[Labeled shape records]
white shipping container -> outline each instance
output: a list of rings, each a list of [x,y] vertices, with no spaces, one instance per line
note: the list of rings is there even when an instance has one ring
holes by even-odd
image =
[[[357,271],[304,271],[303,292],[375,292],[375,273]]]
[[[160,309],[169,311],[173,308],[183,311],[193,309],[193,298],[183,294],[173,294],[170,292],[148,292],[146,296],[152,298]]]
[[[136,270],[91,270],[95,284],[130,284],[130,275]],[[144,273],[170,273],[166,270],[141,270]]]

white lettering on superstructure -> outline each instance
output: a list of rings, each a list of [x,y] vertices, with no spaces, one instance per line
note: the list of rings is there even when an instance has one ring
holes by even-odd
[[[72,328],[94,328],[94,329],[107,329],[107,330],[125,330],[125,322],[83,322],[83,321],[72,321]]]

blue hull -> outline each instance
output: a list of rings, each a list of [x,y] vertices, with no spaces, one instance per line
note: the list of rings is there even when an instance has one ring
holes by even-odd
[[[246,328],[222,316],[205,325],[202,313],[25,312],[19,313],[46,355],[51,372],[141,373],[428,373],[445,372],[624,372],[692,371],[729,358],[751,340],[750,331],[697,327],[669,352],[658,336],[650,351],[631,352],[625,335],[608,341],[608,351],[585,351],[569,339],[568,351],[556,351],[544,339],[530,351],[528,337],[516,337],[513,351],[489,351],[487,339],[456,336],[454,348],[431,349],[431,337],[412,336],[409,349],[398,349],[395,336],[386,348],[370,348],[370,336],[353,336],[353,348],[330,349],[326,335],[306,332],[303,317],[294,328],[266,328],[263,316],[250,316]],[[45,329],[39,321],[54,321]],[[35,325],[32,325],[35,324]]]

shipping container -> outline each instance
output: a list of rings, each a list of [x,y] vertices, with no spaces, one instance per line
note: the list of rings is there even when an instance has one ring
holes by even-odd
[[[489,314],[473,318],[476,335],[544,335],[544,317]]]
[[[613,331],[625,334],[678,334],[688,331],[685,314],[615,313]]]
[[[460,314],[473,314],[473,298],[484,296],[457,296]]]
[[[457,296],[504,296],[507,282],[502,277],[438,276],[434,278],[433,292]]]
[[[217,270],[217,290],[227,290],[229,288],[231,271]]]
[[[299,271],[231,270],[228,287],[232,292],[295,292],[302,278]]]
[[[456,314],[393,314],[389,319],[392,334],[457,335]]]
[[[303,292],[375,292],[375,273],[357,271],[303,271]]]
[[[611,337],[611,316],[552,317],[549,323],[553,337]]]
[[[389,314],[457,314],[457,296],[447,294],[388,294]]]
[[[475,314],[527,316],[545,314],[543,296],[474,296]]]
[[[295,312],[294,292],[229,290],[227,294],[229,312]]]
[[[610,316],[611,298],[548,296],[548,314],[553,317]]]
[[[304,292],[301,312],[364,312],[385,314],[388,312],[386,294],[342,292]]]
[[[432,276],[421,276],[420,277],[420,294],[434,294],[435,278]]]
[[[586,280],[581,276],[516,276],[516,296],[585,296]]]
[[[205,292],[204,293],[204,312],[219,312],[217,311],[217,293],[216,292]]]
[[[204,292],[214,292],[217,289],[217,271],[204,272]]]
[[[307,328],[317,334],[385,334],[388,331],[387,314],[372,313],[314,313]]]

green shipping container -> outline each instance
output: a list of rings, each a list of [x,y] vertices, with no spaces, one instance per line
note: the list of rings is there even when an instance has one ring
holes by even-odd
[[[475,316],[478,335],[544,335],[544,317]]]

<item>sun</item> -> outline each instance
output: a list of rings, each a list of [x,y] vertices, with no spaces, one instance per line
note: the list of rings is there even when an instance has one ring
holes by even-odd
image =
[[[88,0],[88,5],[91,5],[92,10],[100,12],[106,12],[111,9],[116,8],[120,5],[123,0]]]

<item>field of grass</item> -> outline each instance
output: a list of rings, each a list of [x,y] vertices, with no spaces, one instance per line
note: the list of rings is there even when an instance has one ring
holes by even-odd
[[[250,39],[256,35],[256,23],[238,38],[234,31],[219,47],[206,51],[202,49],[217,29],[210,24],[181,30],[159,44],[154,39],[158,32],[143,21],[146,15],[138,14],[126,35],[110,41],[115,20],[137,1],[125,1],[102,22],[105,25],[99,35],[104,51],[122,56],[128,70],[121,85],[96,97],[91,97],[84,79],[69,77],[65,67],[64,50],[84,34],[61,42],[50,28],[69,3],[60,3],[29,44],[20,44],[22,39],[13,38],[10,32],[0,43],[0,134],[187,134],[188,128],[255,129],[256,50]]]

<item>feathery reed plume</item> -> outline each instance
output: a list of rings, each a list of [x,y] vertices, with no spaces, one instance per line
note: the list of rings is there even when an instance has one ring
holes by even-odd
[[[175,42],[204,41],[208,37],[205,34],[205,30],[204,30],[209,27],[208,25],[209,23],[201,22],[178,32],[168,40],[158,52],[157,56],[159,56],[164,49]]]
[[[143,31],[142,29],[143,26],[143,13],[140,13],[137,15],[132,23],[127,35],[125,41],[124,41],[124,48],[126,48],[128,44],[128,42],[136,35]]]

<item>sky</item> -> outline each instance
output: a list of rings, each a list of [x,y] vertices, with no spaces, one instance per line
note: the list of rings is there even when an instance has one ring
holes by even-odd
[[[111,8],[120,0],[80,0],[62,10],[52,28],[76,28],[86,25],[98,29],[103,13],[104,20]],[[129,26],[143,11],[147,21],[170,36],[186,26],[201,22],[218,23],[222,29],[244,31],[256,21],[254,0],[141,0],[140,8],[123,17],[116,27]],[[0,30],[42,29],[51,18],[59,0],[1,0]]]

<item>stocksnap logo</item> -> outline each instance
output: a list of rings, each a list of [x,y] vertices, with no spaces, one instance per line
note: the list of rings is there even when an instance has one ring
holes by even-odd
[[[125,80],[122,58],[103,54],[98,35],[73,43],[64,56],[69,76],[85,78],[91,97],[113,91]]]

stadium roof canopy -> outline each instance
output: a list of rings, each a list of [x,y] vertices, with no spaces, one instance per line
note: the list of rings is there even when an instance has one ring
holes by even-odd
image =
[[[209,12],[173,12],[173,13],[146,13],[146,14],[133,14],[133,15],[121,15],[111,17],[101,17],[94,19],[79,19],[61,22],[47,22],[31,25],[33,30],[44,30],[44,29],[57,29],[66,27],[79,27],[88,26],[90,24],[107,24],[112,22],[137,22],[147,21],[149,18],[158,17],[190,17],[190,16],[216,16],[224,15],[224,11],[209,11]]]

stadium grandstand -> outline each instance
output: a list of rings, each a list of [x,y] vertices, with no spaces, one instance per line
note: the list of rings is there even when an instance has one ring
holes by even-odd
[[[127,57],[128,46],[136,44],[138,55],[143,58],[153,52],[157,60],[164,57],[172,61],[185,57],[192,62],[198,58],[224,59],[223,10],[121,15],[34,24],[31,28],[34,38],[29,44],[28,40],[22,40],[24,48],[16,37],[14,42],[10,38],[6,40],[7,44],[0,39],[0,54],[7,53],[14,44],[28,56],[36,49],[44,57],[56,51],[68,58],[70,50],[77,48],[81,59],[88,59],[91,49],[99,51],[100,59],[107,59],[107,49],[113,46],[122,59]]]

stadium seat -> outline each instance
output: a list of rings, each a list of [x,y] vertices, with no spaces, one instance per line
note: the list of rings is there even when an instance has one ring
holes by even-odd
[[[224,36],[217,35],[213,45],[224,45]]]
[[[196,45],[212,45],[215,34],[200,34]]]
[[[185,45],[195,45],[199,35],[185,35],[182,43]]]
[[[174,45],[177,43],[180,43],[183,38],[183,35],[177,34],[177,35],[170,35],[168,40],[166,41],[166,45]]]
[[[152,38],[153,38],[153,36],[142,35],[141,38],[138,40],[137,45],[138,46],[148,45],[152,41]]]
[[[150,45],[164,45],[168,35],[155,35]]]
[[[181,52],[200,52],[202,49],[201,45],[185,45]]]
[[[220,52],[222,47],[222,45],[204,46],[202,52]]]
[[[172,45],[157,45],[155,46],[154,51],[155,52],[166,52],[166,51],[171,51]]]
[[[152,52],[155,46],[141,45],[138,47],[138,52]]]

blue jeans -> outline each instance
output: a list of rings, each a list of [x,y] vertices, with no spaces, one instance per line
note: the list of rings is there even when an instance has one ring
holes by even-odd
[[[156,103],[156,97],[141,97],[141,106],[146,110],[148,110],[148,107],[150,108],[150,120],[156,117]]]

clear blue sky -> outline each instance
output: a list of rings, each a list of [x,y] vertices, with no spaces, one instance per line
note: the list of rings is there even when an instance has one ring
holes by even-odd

GOAL OF THE EXERCISE
Quote word for word the stretch of rows above, from the line containing "stadium grandstand -> outline each instance" through the final row, both ends included.

EXERCISE RESULT
stadium grandstand -> outline each instance
output: a list of rings, each a list of [x,y] vertices, with no spaces, one instance per line
note: the list of rings is there even when an instance has one ring
holes by even-odd
[[[127,57],[128,46],[136,44],[138,55],[143,58],[153,52],[157,60],[164,57],[172,61],[185,57],[192,62],[198,58],[224,59],[223,10],[121,15],[34,24],[31,28],[34,38],[29,44],[28,40],[22,40],[24,48],[16,37],[14,42],[10,38],[6,40],[7,44],[0,39],[0,54],[7,53],[14,44],[28,56],[36,49],[44,57],[56,51],[68,58],[70,50],[77,48],[81,59],[88,59],[91,49],[99,51],[100,59],[107,59],[107,49],[113,46],[122,59]]]

stadium seat -> outline each instance
output: a list of rings, each a list of [x,y] vertices, with no spaces, one instance per line
note: the list of rings is there even when an instance has one ring
holes by even-odd
[[[224,36],[217,35],[213,45],[224,45]]]
[[[196,45],[212,45],[215,34],[200,34]]]
[[[185,45],[195,45],[199,35],[185,35],[182,43]]]
[[[174,45],[177,43],[180,43],[183,38],[183,35],[177,34],[177,35],[170,35],[168,40],[166,41],[166,45]]]
[[[152,38],[153,38],[153,36],[142,35],[141,38],[138,40],[137,45],[138,46],[148,45],[152,41]]]
[[[150,45],[164,45],[168,35],[155,35]]]
[[[181,52],[200,52],[202,49],[201,45],[185,45]]]
[[[220,52],[222,47],[222,45],[204,46],[202,52]]]
[[[172,45],[157,45],[155,46],[154,51],[155,52],[166,52],[166,51],[171,51]]]
[[[152,52],[155,46],[141,45],[138,47],[138,52]]]

blue jeans -> outline each instance
output: a list of rings, each a list of [x,y] vertices, with no spaces, one instance per line
note: the list of rings is there even when an instance has one ring
holes by even-odd
[[[156,103],[156,97],[141,97],[141,106],[146,110],[148,110],[148,107],[150,108],[150,120],[156,117]]]

clear blue sky -> outline each instance
output: a list of rings, each a list of [x,y] vertices, with no spaces, one instance per line
note: the list of rings is there even when an instance has one ring
holes by even-odd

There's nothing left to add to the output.